## SOURCE DOCUMENT:
Logo
Logo

Atharva Pandey/Lesson 6: Feature Flags — Progressive rollout and kill switches

Created Sun, 28 Jul 2024 00:00:00 +0000 Modified Sun, 28 Jul 2024 00:00:00 +0000

We deployed a new checkout flow on a Friday afternoon. It had passed code review, passed testing, passed staging load tests. By Friday evening, the error rate was climbing. The new flow had a race condition that only manifested under specific mobile browser timing that we hadn’t tested. Without a feature flag, the fix would have required an emergency deployment — 25 minutes of build time, deployment, and validation. With a feature flag, the rollback was turning off a switch. Thirty seconds.

Feature flags are a safety mechanism, not just a release tool. I’ve changed my opinion on them: they’re now mandatory for any user-facing change in production.

How It Works

A feature flag is a conditional in your code that evaluates at runtime:

if flags.IsEnabled(ctx, "new_checkout_flow") {
    return newCheckoutHandler(w, r)
}
return legacyCheckoutHandler(w, r)

## GOALS:
A) According to the feature flags lesson, how long would the emergency deployment to fix the checkout flow have taken without a feature flag?
B) Reproduce word for word the passage of the feature flags lesson starting at "Atharva Pandey/Lesson 6: Feature" and ending at "change in production.".

## RECORDED DATA:

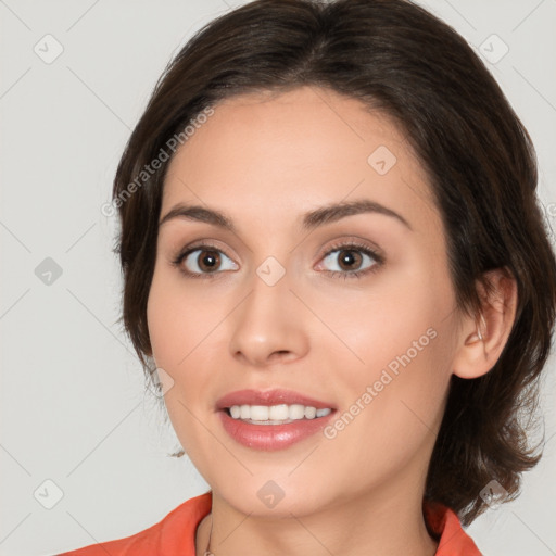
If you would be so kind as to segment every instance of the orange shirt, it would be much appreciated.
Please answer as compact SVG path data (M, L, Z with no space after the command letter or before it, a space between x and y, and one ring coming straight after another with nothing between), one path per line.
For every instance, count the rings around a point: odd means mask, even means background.
M58 556L195 556L197 526L211 511L211 506L212 495L206 492L188 500L140 533ZM454 511L440 505L429 505L425 517L432 531L440 535L435 556L481 556Z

## PER-TASK ANSWERS:
A) 25 minutes, covering build time, deployment, and validation.

B)
Atharva Pandey/Lesson 6: Feature Flags — Progressive rollout and kill switches

Created Sun, 28 Jul 2024 00:00:00 +0000 Modified Sun, 28 Jul 2024 00:00:00 +0000

We deployed a new checkout flow on a Friday afternoon. It had passed code review, passed testing, passed staging load tests. By Friday evening, the error rate was climbing. The new flow had a race condition that only manifested under specific mobile browser timing that we hadn’t tested. Without a feature flag, the fix would have required an emergency deployment — 25 minutes of build time, deployment, and validation. With a feature flag, the rollback was turning off a switch. Thirty seconds.

Feature flags are a safety mechanism, not just a release tool. I’ve changed my opinion on them: they’re now mandatory for any user-facing change in production.